> **Alıntı metin**
————————

Altınşehirden sabah saat 07 civarlarında işe gitmek üzere bindiğim otobüs şiddetli yağmur sebebiyle gitmekte zorlanmaya başladı. Yarımburgaz (halkalıya 5 dakika uzaklıkta) civarlarında otobüs bir anda sele kapıldı. Şöför çok bilinçli kullanıyordu. Zaten o kadar tehlike görülmüyordu yollarda, ama otobüs hiç umulmadık bir anda sele kapılıverdi. Bölgede bulundan küçük bir derenin taşmasıyla sel birleşince otobüs sürüklenmeye başladı (içeride 50 den fazla yolcu var) kayarak yaklaşık 25 metre sürüklendik ve kaldırıma çarparak durabildik.
Otobüs büyük bir hızla suya gömülmeye başladı. İlk önce ayaklarımıza kadar, sonra dizimize derken göğüs hizamıza kadar sular altında kaldık. Su dediğime bakmayın, televizyondan izlediğiniz gibi ya da tahmin ettiğiniz gibi değil, su değil tamamen çamur aslında sel dedikleri, çamurlar içinde kaldık. Otobüs devrilir gibi oldu, hava aşırı bulutluydu ve karanlıktı. Durmadan şimşek çakıyor ve feci bir şekilde yağmur devam ediyordu. Herkesin telefonu ıslandığı için bozulmuştu. Çantalar akbiller eşyalar suda yüzüyordu. Bayanlar çığlık atıyor, yaşlılar zor durumdaydı. Otobüs gittikçe su alıyordu. Sol tarafın camı tamamen suyun altında olduğumuzu gösteriyordu, camın kırılmasından korkuyorduk, kırılsa otobüs tamamen sular altında kalacaktı. Sonra otobüs devriliyor diye bi çığlık koptu, eğer devrilseydi zaten hepimiz ölecektik. Nefes almakta zorlanmaya başladık. Bir yandan soğukta ayrı sorun oluşturuyordu.

————————

> **Veri satırları**
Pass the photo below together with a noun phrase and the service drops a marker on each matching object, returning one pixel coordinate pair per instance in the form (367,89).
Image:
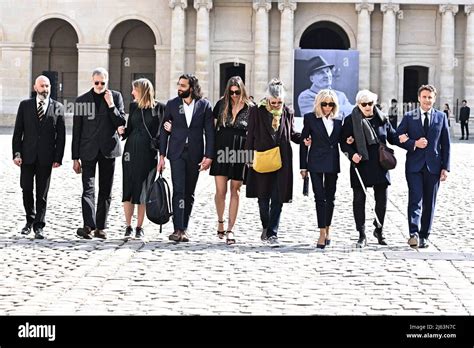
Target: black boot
(379,234)
(362,241)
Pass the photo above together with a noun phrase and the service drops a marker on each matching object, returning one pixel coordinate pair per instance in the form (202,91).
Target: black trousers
(324,188)
(184,175)
(465,125)
(41,174)
(106,178)
(358,205)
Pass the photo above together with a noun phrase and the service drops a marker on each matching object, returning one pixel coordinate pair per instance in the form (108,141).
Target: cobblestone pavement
(67,275)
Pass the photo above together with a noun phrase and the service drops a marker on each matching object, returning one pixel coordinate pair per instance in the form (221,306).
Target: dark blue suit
(185,158)
(423,167)
(322,163)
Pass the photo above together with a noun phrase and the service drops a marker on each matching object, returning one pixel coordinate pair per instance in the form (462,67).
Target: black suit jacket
(324,152)
(202,120)
(96,130)
(39,140)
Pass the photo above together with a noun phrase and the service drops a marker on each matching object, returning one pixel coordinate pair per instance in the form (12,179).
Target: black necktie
(40,110)
(426,123)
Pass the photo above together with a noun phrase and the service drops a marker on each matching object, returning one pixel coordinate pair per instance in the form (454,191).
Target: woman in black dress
(231,114)
(139,160)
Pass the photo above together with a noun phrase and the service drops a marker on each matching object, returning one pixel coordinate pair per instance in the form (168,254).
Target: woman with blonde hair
(231,113)
(139,159)
(325,128)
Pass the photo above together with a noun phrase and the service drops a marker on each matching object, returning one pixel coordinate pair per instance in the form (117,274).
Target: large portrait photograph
(325,69)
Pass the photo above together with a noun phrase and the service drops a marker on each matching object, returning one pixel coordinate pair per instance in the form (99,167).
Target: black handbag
(387,157)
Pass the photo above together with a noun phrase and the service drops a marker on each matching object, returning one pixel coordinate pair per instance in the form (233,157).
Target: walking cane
(379,225)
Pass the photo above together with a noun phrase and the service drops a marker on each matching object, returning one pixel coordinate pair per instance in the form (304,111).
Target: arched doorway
(325,35)
(55,55)
(227,70)
(132,56)
(413,77)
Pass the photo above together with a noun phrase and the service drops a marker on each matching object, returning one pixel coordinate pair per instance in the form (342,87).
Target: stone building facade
(401,43)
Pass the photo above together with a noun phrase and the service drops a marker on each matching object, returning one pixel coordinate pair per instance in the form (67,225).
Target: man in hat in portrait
(320,74)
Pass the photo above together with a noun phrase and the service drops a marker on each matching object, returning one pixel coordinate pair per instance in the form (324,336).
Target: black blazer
(324,152)
(96,130)
(202,120)
(34,139)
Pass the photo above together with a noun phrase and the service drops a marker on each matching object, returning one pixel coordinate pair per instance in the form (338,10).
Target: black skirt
(230,156)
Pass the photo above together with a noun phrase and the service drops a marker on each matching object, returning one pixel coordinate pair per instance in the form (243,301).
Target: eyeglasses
(276,103)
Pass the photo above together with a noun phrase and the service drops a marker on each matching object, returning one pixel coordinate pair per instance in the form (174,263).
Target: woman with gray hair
(368,127)
(271,124)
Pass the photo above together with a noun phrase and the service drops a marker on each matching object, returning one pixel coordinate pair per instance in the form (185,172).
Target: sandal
(229,241)
(220,234)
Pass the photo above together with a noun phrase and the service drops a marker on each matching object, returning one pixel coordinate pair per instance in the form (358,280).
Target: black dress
(139,160)
(229,153)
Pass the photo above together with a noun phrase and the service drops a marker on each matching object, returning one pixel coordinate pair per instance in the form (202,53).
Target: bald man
(38,146)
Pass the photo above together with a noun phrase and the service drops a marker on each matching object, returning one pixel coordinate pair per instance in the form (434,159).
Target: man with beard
(38,146)
(320,74)
(98,115)
(191,117)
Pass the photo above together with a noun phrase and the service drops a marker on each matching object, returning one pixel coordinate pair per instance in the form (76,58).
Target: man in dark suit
(424,133)
(38,146)
(191,117)
(97,116)
(464,118)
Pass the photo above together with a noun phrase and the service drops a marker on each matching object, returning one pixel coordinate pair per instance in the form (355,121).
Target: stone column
(15,75)
(446,87)
(202,43)
(90,57)
(469,57)
(363,43)
(388,64)
(177,52)
(287,9)
(261,8)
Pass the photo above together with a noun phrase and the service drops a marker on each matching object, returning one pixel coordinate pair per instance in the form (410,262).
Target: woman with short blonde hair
(324,128)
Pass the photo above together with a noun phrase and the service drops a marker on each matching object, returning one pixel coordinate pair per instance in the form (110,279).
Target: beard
(184,94)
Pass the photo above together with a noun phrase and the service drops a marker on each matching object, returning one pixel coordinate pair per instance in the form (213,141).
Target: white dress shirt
(328,124)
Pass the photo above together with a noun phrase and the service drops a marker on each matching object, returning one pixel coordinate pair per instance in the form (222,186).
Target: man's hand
(403,138)
(421,143)
(77,166)
(161,165)
(18,161)
(109,98)
(205,164)
(444,175)
(356,158)
(168,126)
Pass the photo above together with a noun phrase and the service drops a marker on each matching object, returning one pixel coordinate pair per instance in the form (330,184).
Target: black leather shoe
(84,232)
(27,229)
(39,233)
(380,237)
(424,243)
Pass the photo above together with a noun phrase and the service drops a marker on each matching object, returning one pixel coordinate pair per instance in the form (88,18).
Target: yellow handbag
(267,161)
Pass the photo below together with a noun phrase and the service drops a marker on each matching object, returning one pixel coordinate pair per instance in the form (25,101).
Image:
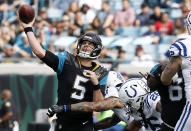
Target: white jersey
(183,48)
(152,119)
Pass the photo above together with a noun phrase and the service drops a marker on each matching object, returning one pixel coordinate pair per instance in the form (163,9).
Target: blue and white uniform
(152,118)
(182,48)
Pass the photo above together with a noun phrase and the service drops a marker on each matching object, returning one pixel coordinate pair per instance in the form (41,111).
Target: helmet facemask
(188,20)
(93,38)
(133,94)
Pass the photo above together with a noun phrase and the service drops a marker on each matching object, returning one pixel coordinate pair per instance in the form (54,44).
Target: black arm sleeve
(51,60)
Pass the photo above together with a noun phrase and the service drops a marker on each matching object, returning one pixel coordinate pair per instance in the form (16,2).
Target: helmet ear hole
(93,38)
(138,100)
(133,92)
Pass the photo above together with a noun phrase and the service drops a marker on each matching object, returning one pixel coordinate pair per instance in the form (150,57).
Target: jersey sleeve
(123,115)
(178,49)
(103,80)
(61,59)
(8,106)
(152,100)
(111,92)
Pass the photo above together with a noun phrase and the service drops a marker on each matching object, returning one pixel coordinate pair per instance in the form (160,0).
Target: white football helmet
(188,20)
(133,93)
(114,79)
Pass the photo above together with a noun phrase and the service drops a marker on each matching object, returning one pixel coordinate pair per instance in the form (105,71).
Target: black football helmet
(93,38)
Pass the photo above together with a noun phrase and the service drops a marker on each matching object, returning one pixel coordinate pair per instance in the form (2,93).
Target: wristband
(28,29)
(67,108)
(96,87)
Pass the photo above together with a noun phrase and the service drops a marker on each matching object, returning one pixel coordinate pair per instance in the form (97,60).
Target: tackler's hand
(92,76)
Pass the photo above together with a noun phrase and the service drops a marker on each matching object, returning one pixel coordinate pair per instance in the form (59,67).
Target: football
(26,13)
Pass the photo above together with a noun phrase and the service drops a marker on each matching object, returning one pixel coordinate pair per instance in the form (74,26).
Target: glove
(54,109)
(57,109)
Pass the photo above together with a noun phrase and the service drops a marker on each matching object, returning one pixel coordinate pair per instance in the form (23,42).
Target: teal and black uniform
(73,87)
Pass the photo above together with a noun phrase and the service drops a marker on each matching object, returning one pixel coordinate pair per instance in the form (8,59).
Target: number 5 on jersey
(79,88)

————————

> **Kısa soru 1**
Selde kalan otobüsü anlatan metinden "Altınşehirden sabah saat" sözleriyle başlayan ve "kaldırıma çarparak durabildik." sözleri de dahil olmak üzere orada biten kısmı aynen kopyalayın.
> **Kısa soru 2**
Selde kalan otobüsü anlatan metne göre şu cümleler doğru mu: (a) Otobüs kaldırıma çarparak durdu. (b) Yolcuların telefonları ıslansa da çalışmaya devam etti. (c) Otobüste 50'den az yolcu vardı. Her biri için evet ya da hayır deyin ve kararı veren sözleri metinden aynen alıntılayın.
Yukarıdaki veri satırlarına gerek yok.

> **Tam cevap 1**
Altınşehirden sabah saat 07 civarlarında işe gitmek üzere bindiğim otobüs şiddetli yağmur sebebiyle gitmekte zorlanmaya başladı. Yarımburgaz (halkalıya 5 dakika uzaklıkta) civarlarında otobüs bir anda sele kapıldı. Şöför çok bilinçli kullanıyordu. Zaten o kadar tehlike görülmüyordu yollarda, ama otobüs hiç umulmadık bir anda sele kapılıverdi. Bölgede bulundan küçük bir derenin taşmasıyla sel birleşince otobüs sürüklenmeye başladı (içeride 50 den fazla yolcu var) kayarak yaklaşık 25 metre sürüklendik ve kaldırıma çarparak durabildik.

> **Tam cevap 2**
(a) Evet: "kaldırıma çarparak durabildik"
(b) Hayır: "Herkesin telefonu ıslandığı için bozulmuştu."
(c) Hayır: "içeride 50 den fazla yolcu var"